Reproduce verbatim the stretch of the restaurant review from "Having moved from" through "week waiting list.".

* [Text passage]:
--*--

Han Eats @ The Butcher’s Social

Having moved from suburban Coventry into Birmingham city centre, I’m often quite put out by the lack of quality dining restaurants there are in the actual city centre.

That’s not to say we don’t have quality dining, any fool can see that we do: the best street food in Europe*, five Michelin stars and not least, cuisine from all corners of the globe.

That’s not what I’m talking about. I’m talking classy (or quirky) bistro dining. No white table cloths, cuisine without a definitive origin but intelligent and unique ingredient concoctions you wouldn’t find in the same vein elsewhere. Not even the ‘fine’ stuff you get at our starred places with a six week waiting list.

I find this to be particularly true when choosing a venue for a certain special occasion. We of course always want good food but the venue has to be just right too; knives, forks and proper plates too. Our go-to special occasion is usually steak; read about how Anderson’sdid the trick one birthday, Gaucho another. Fiesta Del Asado had been high up on the list this time but its popularity was unfortunately proven when offered the loathed ‘6 or 9pm’ booking scenario.

A little planning and itinerary fiddling later, we were booked in and headed to another long timer on the list, The Butcher’s Social.

SETTING

35-45 mins on the train from the JQ, ‘The Butcher’s’, as the locals appear to call it in Henley-in-Arden, has history with the wonderful Harborne Kitchen. It started out as the Harborne butchers, trialling a pop-up dinner one night with their own product supply, and eventually launching into the fully fledged restaurant it is today, now in beautiful Henley-in-Arden.

--*--

Named object pointing data:
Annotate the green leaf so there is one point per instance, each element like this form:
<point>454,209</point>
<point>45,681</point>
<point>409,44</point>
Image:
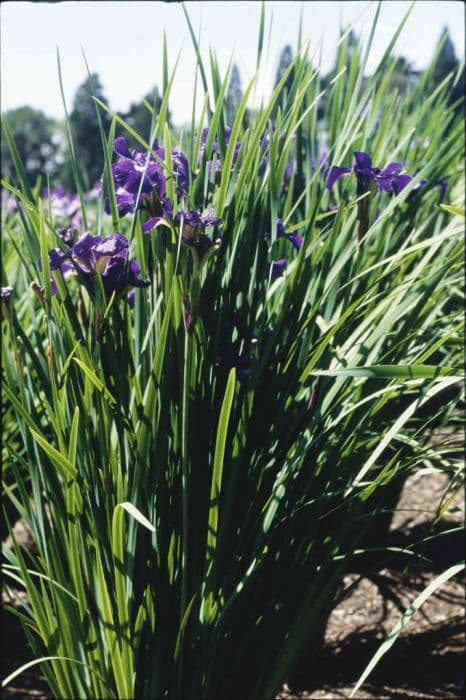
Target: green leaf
<point>401,624</point>
<point>453,210</point>
<point>392,372</point>
<point>63,465</point>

--*--

* [Reply]:
Having moved from suburban Coventry into Birmingham city centre, I’m often quite put out by the lack of quality dining restaurants there are in the actual city centre.

That’s not to say we don’t have quality dining, any fool can see that we do: the best street food in Europe*, five Michelin stars and not least, cuisine from all corners of the globe.

That’s not what I’m talking about. I’m talking classy (or quirky) bistro dining. No white table cloths, cuisine without a definitive origin but intelligent and unique ingredient concoctions you wouldn’t find in the same vein elsewhere. Not even the ‘fine’ stuff you get at our starred places with a six week waiting list.